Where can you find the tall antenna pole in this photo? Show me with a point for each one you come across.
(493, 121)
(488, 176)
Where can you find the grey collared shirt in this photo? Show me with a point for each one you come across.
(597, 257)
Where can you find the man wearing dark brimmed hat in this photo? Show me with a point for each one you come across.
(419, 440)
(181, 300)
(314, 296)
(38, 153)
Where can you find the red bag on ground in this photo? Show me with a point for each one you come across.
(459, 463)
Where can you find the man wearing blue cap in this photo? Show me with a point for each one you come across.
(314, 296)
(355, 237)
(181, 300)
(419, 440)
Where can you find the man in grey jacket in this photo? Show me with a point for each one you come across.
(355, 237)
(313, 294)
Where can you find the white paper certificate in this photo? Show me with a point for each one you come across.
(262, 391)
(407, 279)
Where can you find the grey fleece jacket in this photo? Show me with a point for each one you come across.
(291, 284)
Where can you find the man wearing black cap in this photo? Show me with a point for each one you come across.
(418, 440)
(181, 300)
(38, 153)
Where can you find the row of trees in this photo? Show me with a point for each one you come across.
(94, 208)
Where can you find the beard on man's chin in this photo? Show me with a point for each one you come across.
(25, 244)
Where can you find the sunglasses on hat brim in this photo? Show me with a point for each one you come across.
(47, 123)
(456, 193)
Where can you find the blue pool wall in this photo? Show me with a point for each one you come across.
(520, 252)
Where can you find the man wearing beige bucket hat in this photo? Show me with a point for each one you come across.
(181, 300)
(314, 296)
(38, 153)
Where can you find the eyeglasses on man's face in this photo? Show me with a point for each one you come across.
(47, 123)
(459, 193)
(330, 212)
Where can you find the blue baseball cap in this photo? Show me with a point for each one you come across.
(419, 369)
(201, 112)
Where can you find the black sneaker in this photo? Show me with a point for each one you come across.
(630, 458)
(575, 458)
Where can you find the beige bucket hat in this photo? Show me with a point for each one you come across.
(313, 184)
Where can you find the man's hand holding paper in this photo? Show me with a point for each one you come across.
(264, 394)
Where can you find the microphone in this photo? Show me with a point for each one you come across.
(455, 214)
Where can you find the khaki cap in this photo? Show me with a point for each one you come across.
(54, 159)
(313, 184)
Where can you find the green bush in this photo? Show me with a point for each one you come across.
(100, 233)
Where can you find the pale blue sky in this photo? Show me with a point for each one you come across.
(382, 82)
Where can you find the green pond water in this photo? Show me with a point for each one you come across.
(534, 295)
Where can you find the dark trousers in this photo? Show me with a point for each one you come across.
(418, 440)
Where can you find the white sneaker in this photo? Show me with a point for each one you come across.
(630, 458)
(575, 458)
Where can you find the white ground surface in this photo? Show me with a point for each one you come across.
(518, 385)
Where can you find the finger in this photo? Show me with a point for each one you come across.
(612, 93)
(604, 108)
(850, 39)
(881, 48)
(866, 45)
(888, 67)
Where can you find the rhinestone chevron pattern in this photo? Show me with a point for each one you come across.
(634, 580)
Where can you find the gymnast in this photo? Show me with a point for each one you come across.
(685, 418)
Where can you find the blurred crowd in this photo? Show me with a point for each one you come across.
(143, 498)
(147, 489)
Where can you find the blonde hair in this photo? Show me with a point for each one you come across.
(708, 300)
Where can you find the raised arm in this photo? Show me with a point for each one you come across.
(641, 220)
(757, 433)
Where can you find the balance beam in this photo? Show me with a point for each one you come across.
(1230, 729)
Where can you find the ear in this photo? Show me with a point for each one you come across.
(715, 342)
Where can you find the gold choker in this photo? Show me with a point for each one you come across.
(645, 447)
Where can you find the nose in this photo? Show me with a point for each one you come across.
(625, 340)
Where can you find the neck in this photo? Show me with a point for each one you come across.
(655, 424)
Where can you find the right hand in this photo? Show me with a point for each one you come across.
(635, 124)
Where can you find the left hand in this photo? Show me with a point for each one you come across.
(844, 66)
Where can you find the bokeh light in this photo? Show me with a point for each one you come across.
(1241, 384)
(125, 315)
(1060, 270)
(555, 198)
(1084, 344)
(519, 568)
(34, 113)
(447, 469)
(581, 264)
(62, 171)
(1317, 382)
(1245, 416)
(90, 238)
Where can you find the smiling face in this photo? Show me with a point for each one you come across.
-----
> _Task directions_: Extract the lines above from the one containing "Where can you find the rhinestone" to the last line, both included, exactly as written.

> _Full answer_:
Where can you find the rhinestone chevron pattern in this photo? Show me with a point for each one you come across.
(634, 580)
Where can you find the gymnast in this photo? Show me with a point for each one you come across.
(685, 418)
Where can you find the blurred crowd in this photo? Show me with a point for each one you come across.
(143, 498)
(147, 489)
Where can you find the blonde hair in this photo? Show me with a point for each one you come across.
(708, 300)
Where can you find the raised arm in this photo? Show me with a point for each one you come across.
(641, 220)
(757, 433)
Where can you find the balance beam in this photo? Show me with a point for each one you come across.
(1230, 729)
Where can you find the ear in this photo? Show me with a point for each one you come across.
(715, 342)
Where can you find the gold choker in this photo? Show me with a point for each one you come across.
(645, 447)
Where can you find the nose in this photo? Show me with a point for each one you come across.
(625, 340)
Where can you find the neck in this photo? Show me with a point for each one you come across.
(655, 424)
Where can you find the right hand in this photo? Show me with a point for each one you come across.
(635, 124)
Where can you find the left hand in this photo? Show me with a point for each one you come across.
(844, 66)
Where can you find the bokeh light in this photo? Show me with a point for each one you come across.
(1241, 384)
(125, 315)
(1060, 270)
(555, 198)
(1084, 344)
(519, 568)
(34, 113)
(447, 469)
(581, 264)
(62, 171)
(1317, 382)
(1245, 416)
(90, 238)
Where can you find the smiling face in this photo? Show me with a point for each one you come across.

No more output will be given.